── Data for this exercise

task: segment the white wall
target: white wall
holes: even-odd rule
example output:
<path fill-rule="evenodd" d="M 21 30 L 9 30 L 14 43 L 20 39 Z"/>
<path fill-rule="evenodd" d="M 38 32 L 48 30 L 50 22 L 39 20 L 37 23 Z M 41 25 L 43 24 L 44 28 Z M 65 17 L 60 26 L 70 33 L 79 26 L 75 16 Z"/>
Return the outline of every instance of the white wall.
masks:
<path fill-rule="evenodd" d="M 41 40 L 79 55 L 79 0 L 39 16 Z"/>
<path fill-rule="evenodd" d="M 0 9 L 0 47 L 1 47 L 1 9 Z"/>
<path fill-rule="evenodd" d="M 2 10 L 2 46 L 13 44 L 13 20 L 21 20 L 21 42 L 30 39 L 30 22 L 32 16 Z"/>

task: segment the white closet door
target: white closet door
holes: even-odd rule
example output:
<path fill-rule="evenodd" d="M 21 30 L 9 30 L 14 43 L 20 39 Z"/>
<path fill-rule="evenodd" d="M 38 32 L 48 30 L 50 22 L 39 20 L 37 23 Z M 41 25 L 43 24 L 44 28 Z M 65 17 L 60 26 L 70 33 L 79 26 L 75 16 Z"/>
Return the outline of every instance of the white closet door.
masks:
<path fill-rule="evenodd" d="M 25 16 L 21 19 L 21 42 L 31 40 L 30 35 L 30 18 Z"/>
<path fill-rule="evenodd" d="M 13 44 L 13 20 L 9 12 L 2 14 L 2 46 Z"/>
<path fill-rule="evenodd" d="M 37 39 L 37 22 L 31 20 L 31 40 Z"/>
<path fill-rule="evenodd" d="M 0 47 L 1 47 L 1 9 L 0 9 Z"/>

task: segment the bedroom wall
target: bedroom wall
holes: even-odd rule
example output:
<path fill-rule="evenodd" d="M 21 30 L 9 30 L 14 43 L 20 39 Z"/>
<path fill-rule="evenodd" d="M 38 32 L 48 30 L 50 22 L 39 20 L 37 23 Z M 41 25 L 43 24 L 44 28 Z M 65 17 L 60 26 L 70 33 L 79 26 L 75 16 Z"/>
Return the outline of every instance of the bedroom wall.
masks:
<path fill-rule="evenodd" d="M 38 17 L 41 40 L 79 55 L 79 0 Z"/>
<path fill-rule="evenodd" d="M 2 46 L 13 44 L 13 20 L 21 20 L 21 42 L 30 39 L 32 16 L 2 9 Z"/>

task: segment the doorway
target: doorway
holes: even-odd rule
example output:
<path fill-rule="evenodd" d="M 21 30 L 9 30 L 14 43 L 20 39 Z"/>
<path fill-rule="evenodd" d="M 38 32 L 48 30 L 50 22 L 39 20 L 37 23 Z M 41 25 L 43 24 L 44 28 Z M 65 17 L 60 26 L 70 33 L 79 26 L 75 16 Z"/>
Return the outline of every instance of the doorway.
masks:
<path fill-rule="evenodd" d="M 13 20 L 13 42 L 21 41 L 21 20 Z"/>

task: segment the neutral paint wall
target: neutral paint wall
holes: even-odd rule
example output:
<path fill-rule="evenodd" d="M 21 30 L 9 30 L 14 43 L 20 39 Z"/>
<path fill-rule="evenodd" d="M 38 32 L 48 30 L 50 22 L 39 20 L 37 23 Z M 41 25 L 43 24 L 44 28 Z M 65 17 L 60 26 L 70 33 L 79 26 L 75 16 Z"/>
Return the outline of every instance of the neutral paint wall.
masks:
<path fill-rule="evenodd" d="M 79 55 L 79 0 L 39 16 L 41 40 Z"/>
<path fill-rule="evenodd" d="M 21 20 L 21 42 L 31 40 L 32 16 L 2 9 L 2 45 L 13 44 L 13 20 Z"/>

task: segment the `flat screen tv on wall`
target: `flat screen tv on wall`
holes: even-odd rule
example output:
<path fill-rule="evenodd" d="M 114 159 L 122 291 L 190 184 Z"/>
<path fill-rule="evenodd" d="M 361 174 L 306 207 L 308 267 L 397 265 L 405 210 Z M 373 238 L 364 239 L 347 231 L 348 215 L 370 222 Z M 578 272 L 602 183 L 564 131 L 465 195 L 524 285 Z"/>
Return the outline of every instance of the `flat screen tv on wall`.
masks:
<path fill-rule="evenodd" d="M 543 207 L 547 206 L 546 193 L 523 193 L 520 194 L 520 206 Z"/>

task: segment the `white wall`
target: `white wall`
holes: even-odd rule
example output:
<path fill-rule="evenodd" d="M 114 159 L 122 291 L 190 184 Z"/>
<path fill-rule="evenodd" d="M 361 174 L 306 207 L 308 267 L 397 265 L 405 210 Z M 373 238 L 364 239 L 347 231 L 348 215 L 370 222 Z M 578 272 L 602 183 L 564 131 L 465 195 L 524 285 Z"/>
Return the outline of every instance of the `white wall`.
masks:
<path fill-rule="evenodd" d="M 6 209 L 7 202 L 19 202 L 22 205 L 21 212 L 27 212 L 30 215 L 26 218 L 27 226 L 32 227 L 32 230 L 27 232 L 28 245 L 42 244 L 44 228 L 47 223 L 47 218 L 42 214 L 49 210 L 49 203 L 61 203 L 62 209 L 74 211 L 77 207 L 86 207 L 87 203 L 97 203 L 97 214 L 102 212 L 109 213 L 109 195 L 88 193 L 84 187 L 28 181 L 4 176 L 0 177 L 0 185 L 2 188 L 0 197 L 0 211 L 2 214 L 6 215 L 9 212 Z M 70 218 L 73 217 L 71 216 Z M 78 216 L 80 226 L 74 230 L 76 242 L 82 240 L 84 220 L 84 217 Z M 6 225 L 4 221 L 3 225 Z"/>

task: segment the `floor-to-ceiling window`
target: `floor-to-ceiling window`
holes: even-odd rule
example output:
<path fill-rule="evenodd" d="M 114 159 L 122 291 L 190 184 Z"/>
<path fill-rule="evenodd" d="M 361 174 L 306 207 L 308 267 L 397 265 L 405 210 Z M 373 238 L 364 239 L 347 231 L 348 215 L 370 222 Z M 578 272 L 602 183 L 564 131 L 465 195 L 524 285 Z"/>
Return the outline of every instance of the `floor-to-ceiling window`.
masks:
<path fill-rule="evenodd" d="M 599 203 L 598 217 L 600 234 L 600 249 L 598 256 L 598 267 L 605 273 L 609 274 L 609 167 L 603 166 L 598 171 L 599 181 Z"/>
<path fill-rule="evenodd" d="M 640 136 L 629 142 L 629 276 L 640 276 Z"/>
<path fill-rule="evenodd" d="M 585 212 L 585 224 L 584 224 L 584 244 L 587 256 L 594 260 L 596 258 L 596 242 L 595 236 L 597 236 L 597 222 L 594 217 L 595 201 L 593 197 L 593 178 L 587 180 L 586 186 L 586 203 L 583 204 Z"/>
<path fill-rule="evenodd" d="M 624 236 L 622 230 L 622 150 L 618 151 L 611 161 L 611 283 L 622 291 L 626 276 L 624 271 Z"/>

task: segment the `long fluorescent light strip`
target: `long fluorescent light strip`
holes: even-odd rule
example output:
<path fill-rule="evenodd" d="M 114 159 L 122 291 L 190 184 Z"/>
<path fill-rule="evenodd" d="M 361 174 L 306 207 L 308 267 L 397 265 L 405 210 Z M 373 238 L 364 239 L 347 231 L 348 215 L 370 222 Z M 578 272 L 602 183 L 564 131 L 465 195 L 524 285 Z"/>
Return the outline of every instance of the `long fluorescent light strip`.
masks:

────

[Exercise task]
Copy every line of the data listing above, keeping each character, space, and line break unchanged.

[Result]
task: segment the white wall
target: white wall
holes: even-odd rule
example output:
<path fill-rule="evenodd" d="M 21 30 L 9 30 L 14 43 L 20 39 Z"/>
<path fill-rule="evenodd" d="M 38 32 L 48 30 L 50 22 L 39 20 L 37 23 Z M 41 25 L 43 24 L 44 28 Z M 65 17 L 60 26 L 70 33 L 79 26 L 75 16 Z"/>
Return the outline of every instance of the white wall.
masks:
<path fill-rule="evenodd" d="M 41 40 L 79 55 L 79 0 L 39 16 Z"/>
<path fill-rule="evenodd" d="M 0 9 L 0 47 L 1 47 L 1 9 Z"/>
<path fill-rule="evenodd" d="M 2 10 L 2 46 L 13 44 L 13 20 L 21 20 L 21 42 L 30 39 L 30 22 L 32 16 Z"/>

task: segment the white closet door
target: white closet door
holes: even-odd rule
example output:
<path fill-rule="evenodd" d="M 21 30 L 9 30 L 14 43 L 20 39 Z"/>
<path fill-rule="evenodd" d="M 38 32 L 48 30 L 50 22 L 39 20 L 37 23 Z M 41 25 L 43 24 L 44 28 Z M 65 17 L 60 26 L 70 33 L 79 26 L 75 16 Z"/>
Return the outline of every instance of the white closet door.
masks:
<path fill-rule="evenodd" d="M 25 16 L 21 19 L 21 42 L 31 40 L 30 35 L 30 18 Z"/>
<path fill-rule="evenodd" d="M 13 44 L 13 20 L 9 12 L 2 14 L 2 46 Z"/>
<path fill-rule="evenodd" d="M 37 39 L 37 22 L 31 20 L 31 40 Z"/>
<path fill-rule="evenodd" d="M 0 47 L 1 47 L 1 9 L 0 9 Z"/>

task: segment the bedroom wall
target: bedroom wall
holes: even-odd rule
example output:
<path fill-rule="evenodd" d="M 21 30 L 9 30 L 14 43 L 20 39 Z"/>
<path fill-rule="evenodd" d="M 38 32 L 48 30 L 50 22 L 39 20 L 37 23 Z M 41 25 L 43 24 L 44 28 Z M 65 17 L 60 26 L 70 33 L 79 26 L 75 16 Z"/>
Return the outline of every instance of the bedroom wall.
masks:
<path fill-rule="evenodd" d="M 38 17 L 41 40 L 79 55 L 79 0 Z"/>
<path fill-rule="evenodd" d="M 2 46 L 13 44 L 13 20 L 21 20 L 21 42 L 30 39 L 32 16 L 2 9 Z"/>

task: segment the doorway
target: doorway
holes: even-odd rule
example output:
<path fill-rule="evenodd" d="M 21 30 L 9 30 L 14 43 L 20 39 Z"/>
<path fill-rule="evenodd" d="M 38 32 L 48 30 L 50 22 L 39 20 L 37 23 Z M 41 25 L 43 24 L 44 28 Z M 65 17 L 60 26 L 70 33 L 79 26 L 75 16 Z"/>
Return the outline of every instance of the doorway.
masks:
<path fill-rule="evenodd" d="M 13 20 L 13 42 L 21 41 L 21 20 Z"/>

task: segment the neutral paint wall
target: neutral paint wall
holes: even-odd rule
example output:
<path fill-rule="evenodd" d="M 21 30 L 9 30 L 14 43 L 20 39 Z"/>
<path fill-rule="evenodd" d="M 38 32 L 48 30 L 50 22 L 39 20 L 37 23 Z M 41 25 L 43 24 L 44 28 Z M 65 17 L 60 26 L 70 33 L 79 26 L 75 16 Z"/>
Return the outline of every instance of the neutral paint wall.
masks:
<path fill-rule="evenodd" d="M 79 55 L 79 0 L 39 16 L 41 40 Z"/>
<path fill-rule="evenodd" d="M 21 20 L 21 42 L 31 40 L 32 16 L 2 9 L 2 45 L 13 44 L 13 20 Z"/>

task: segment the `flat screen tv on wall`
target: `flat screen tv on wall`
holes: even-odd rule
example output:
<path fill-rule="evenodd" d="M 114 159 L 122 291 L 190 184 Z"/>
<path fill-rule="evenodd" d="M 361 174 L 306 207 L 308 267 L 397 265 L 405 210 Z M 373 238 L 364 239 L 347 231 L 348 215 L 370 222 Z M 578 272 L 602 183 L 564 131 L 465 195 L 524 285 Z"/>
Return the outline of every instance of the `flat screen tv on wall`.
masks:
<path fill-rule="evenodd" d="M 543 207 L 547 206 L 546 193 L 523 193 L 520 194 L 520 206 Z"/>

task: segment the `white wall`
target: `white wall`
holes: even-odd rule
example output:
<path fill-rule="evenodd" d="M 114 159 L 122 291 L 190 184 Z"/>
<path fill-rule="evenodd" d="M 361 174 L 306 207 L 308 267 L 397 265 L 405 210 Z M 373 238 L 364 239 L 347 231 L 348 215 L 370 222 Z M 578 272 L 602 183 L 564 131 L 465 195 L 524 285 Z"/>
Return the outline of every instance of the `white wall`.
masks:
<path fill-rule="evenodd" d="M 6 209 L 7 202 L 19 202 L 22 205 L 21 212 L 27 212 L 30 215 L 26 218 L 27 226 L 32 227 L 32 230 L 27 232 L 28 245 L 42 244 L 44 228 L 47 223 L 47 218 L 42 214 L 49 210 L 49 203 L 61 203 L 62 209 L 74 211 L 77 207 L 86 207 L 87 203 L 97 203 L 97 214 L 102 212 L 109 213 L 109 195 L 88 193 L 84 187 L 28 181 L 4 176 L 0 177 L 0 185 L 2 188 L 0 197 L 0 211 L 2 214 L 6 215 L 9 212 Z M 70 218 L 73 217 L 71 216 Z M 78 216 L 80 226 L 74 230 L 76 242 L 82 240 L 84 220 L 84 217 Z M 6 225 L 4 221 L 3 225 Z"/>

task: segment the `floor-to-ceiling window`
target: `floor-to-ceiling window`
holes: even-odd rule
example output:
<path fill-rule="evenodd" d="M 114 159 L 122 291 L 190 184 Z"/>
<path fill-rule="evenodd" d="M 361 174 L 306 207 L 308 267 L 397 265 L 405 210 Z M 373 238 L 364 239 L 347 231 L 348 215 L 370 222 Z M 578 272 L 602 183 L 564 131 L 465 195 L 524 285 Z"/>
Return the outline of every instance of the `floor-to-ceiling window`.
masks:
<path fill-rule="evenodd" d="M 599 203 L 598 217 L 600 234 L 600 249 L 598 256 L 598 267 L 605 273 L 609 274 L 609 167 L 603 166 L 598 171 L 599 181 Z"/>
<path fill-rule="evenodd" d="M 640 136 L 629 142 L 629 276 L 640 276 Z"/>
<path fill-rule="evenodd" d="M 585 212 L 585 224 L 584 224 L 584 244 L 587 256 L 594 260 L 596 258 L 596 242 L 595 236 L 597 236 L 597 222 L 594 217 L 595 201 L 593 197 L 593 178 L 587 180 L 586 186 L 586 203 L 583 204 Z"/>
<path fill-rule="evenodd" d="M 624 236 L 622 230 L 622 150 L 618 151 L 611 161 L 611 283 L 622 291 L 626 276 L 624 271 Z"/>

task: segment the `long fluorescent light strip`
target: `long fluorescent light strip`
holes: even-odd rule
example output:
<path fill-rule="evenodd" d="M 114 159 L 122 291 L 190 184 Z"/>
<path fill-rule="evenodd" d="M 361 174 L 306 207 L 308 267 L 397 265 L 405 210 Z M 373 238 L 364 239 L 347 231 L 348 215 L 370 222 Z M 578 272 L 602 183 L 564 131 L 465 195 L 524 285 Z"/>
Return the outline of every instance of the `long fluorescent light strip`.
masks:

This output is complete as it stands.